> SET EXERCISE
Using the text on press releases, answer each question below.
(a) In what formats can a press release be issued?
(b) What two benefits can press releases bring a company?
(c) Whom did the writers question about press release writing, and which website did that person co-create?

> DOCUMENT PASSAGE
####

What is a press release?
A press release is an announcement or communication (it can be in written, audio or video format) to the media at large, informing them about something newsworthy, so that they may distribute it as they see fit. A press release can be information about a group’s activities, an event, a new client or initiative – basically it’s about telling the world, or at least the media, about something really interesting.
How does that help me?
Press releases can be a great way to raise your company’s profile and can, potentially, result in new business. But taking the leap into the world of the media can be pretty daunting. It’s one thing to know that your company is doing some interesting things, but can you make those “things” sound interesting to anyone else, or at the very least, come up with a term other than “things” to describe them? If you do manage to do that, how do you avoid your press release sounding like an extended elevator pitch? Yes, you’re writing the press release because you want to get some sales out of it, but how can it sound less…salesman-y?
Ask the Expert
We could continue asking rhetorical questions or we could get some answers. We decided to do the latter and asked Ashley Fryer, a PR professional and co-creator of www.thegreedygirls.com, a few questions on perfecting the art of press release writing:
Q1 : What length should a press release be?

####

A block of data
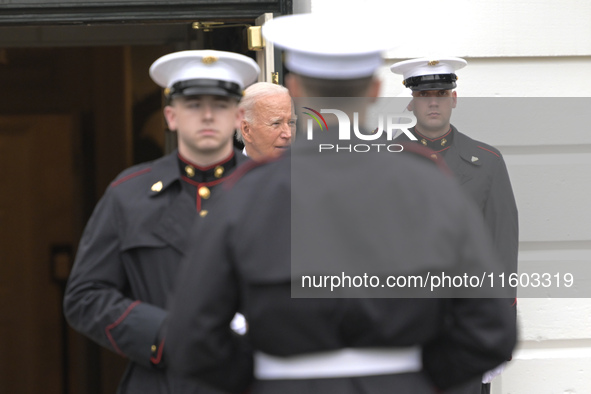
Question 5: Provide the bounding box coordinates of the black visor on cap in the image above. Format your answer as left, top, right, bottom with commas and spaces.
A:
404, 74, 458, 91
168, 79, 242, 100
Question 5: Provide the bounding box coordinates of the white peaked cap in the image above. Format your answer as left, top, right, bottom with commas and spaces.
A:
263, 14, 395, 79
150, 50, 260, 96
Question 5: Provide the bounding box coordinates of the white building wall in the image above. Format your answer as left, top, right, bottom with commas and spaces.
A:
294, 0, 591, 394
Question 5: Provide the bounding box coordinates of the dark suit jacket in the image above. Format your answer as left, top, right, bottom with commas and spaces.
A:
64, 151, 247, 394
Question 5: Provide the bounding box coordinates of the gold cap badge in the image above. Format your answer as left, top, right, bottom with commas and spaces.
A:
151, 181, 162, 192
185, 166, 195, 178
201, 56, 218, 64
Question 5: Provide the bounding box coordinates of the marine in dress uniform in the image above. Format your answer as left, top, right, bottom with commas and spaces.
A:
390, 57, 519, 393
64, 51, 259, 394
164, 14, 516, 394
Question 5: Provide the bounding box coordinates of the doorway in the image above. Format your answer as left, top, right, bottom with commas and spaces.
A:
0, 13, 282, 394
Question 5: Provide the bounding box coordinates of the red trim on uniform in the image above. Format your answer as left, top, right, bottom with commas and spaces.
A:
435, 146, 451, 153
178, 150, 234, 171
111, 167, 152, 187
105, 300, 141, 357
478, 145, 501, 157
150, 338, 166, 364
415, 127, 451, 142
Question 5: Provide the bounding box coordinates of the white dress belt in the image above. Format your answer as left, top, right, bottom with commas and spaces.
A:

####

> SOLUTION FOR THIS TASK
(a) Written, audio or video format.
(b) They can raise a company's profile and can potentially result in new business.
(c) Ashley Fryer, a PR professional, who co-created www.thegreedygirls.com.